───── GIVEN INFORMATION

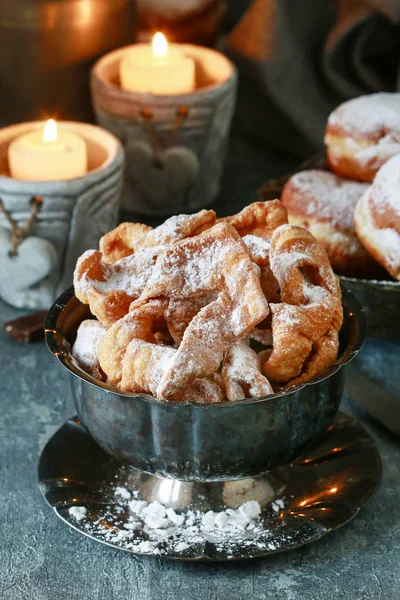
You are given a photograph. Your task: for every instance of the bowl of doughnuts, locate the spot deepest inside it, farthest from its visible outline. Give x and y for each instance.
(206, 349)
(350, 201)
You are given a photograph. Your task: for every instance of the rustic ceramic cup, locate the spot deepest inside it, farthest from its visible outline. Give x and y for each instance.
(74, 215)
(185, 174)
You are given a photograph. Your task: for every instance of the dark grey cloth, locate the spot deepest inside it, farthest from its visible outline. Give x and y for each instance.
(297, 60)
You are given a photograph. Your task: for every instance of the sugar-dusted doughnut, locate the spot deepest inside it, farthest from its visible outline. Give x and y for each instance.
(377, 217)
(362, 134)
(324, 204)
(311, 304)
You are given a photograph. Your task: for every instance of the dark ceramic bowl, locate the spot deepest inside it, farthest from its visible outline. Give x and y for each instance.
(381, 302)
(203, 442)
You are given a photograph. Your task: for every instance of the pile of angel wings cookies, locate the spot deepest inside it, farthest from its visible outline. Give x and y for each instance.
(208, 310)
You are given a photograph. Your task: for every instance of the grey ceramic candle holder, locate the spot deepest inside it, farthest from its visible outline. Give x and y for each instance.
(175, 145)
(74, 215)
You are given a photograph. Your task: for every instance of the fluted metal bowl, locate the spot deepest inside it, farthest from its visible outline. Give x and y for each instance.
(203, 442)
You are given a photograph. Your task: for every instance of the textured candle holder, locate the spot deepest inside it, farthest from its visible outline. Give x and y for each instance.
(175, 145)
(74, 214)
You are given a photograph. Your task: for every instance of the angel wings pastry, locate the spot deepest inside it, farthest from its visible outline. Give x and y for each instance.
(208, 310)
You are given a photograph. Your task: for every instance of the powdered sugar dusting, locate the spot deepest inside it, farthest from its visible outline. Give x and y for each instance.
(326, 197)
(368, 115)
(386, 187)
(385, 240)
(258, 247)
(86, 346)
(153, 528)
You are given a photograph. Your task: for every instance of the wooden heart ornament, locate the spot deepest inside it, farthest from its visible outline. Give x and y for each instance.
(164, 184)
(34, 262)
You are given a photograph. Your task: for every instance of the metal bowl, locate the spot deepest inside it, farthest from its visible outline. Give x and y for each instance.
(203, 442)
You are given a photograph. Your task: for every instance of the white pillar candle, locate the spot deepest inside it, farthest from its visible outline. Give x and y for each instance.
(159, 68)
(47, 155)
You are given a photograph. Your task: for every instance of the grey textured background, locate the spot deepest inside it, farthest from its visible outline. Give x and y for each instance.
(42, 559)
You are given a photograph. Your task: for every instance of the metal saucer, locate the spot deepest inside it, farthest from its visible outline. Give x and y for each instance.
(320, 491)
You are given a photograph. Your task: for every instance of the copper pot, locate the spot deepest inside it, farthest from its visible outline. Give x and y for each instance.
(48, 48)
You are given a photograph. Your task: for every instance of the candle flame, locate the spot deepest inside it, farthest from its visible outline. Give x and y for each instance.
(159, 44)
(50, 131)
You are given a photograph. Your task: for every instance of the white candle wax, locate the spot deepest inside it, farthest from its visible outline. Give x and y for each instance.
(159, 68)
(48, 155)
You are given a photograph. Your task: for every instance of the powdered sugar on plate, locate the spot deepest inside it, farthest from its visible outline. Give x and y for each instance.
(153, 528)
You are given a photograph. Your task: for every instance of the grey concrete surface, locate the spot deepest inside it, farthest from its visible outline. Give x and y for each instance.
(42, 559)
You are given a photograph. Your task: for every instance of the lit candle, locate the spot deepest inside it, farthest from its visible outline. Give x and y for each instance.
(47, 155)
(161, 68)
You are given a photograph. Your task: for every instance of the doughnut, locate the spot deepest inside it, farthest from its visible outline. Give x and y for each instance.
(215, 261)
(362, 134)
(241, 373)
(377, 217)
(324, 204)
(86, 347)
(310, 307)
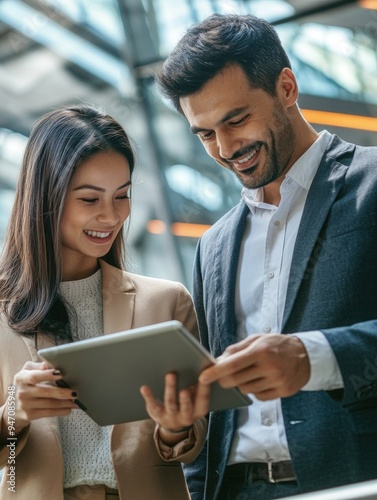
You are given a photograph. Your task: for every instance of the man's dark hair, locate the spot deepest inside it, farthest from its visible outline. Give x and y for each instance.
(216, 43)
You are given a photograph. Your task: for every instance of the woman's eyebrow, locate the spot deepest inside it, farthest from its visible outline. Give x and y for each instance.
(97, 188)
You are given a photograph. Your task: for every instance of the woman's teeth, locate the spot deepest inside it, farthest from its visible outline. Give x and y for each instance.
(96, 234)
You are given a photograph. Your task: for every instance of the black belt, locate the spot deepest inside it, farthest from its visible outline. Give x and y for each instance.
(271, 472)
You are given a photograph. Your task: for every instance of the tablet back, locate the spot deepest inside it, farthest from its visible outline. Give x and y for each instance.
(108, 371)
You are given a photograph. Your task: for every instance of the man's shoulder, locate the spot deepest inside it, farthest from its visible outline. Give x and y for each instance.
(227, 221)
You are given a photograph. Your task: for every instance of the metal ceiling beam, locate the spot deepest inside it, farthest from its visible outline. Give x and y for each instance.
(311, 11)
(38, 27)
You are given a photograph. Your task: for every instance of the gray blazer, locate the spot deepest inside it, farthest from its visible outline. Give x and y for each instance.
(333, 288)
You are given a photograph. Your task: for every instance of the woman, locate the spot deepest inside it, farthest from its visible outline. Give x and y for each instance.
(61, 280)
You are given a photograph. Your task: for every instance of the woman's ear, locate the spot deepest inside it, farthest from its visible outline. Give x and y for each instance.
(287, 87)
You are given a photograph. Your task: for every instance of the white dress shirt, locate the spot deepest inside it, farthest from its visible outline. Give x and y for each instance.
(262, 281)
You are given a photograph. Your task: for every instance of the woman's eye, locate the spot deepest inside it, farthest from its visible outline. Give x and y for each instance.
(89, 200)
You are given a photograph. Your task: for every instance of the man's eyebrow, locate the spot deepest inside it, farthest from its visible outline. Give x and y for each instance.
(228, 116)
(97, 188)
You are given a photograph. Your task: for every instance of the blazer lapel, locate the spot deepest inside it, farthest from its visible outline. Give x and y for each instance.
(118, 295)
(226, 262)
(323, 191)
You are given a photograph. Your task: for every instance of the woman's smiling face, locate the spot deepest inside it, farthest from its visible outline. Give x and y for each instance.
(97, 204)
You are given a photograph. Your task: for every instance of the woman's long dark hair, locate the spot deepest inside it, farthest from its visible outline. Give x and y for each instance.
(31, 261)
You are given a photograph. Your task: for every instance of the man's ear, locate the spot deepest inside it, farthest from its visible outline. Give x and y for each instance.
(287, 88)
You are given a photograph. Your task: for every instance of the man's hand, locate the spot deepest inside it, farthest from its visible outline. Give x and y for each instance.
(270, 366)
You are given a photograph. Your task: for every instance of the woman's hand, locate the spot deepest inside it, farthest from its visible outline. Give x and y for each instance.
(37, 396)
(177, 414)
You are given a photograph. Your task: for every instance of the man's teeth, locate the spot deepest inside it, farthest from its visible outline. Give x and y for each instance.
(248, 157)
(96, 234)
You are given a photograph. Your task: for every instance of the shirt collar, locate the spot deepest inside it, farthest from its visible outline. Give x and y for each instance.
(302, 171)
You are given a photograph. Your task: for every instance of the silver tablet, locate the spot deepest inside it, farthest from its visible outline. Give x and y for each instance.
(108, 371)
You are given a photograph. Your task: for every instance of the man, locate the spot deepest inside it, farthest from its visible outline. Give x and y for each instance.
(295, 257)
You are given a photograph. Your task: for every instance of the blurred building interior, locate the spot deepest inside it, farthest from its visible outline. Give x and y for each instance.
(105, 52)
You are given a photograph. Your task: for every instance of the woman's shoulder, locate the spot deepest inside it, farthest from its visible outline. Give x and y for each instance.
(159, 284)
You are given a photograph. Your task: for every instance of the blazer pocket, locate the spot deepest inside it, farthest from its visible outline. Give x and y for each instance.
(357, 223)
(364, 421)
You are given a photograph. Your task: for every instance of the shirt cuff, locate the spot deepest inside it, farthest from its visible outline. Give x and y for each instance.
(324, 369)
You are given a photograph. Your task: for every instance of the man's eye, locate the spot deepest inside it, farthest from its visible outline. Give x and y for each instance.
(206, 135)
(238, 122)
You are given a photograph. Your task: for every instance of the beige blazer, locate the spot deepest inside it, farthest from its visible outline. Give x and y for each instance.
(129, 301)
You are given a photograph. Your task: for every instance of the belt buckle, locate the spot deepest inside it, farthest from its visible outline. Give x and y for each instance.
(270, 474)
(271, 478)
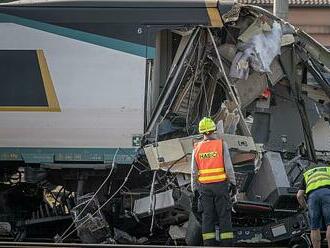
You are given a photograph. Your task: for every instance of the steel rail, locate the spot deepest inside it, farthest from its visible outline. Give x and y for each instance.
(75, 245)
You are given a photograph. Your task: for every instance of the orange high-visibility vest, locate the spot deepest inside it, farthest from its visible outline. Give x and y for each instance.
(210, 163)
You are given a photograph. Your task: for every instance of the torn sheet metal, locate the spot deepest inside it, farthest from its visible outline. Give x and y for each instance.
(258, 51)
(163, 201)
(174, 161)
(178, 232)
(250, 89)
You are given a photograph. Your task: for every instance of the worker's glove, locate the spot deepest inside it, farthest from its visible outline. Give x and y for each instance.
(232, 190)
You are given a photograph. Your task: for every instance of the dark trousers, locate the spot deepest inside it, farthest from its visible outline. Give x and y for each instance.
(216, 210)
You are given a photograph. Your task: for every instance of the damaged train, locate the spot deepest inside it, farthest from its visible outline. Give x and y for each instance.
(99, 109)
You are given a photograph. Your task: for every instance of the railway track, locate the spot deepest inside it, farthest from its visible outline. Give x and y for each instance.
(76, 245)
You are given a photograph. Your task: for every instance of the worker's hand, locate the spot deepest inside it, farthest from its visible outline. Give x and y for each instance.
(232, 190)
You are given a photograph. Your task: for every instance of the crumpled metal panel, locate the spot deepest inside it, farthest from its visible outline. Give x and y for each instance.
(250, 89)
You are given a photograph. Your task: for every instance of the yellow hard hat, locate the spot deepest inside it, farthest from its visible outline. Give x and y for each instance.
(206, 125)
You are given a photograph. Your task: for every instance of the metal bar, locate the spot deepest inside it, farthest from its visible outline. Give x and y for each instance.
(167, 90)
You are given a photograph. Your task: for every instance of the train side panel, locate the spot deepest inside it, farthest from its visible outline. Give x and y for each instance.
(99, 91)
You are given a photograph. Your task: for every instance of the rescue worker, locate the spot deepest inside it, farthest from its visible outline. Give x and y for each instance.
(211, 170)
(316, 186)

──────────

▶ [TASK TO COMPLETE]: Repeat exactly the lines from the line containing "of the yellow" through the last line of the records above, including both, and nothing else.

▶ [FINAL RESULT]:
You are given a photograph. Your task: for every instance of the yellow hard hat, locate the spot deepest inside it, farthest from its visible outline. Give x and y for each instance.
(206, 125)
You are given a photograph. Your task: for every instance of the metal bar, locate the spot deepest inside it, farthest from its visible outline. Give x and y for each instance.
(167, 90)
You are given a photograph. Your task: for every instance of the train side panel, locate the spot deepest inside it, farthest from its visible outline. Give x and y for each instance.
(99, 91)
You are given a photograph. Your task: for every instance of the rescue worker, locate the spot deepest inside it, farthest from its visible outline. Give x and y for each instance.
(211, 170)
(316, 186)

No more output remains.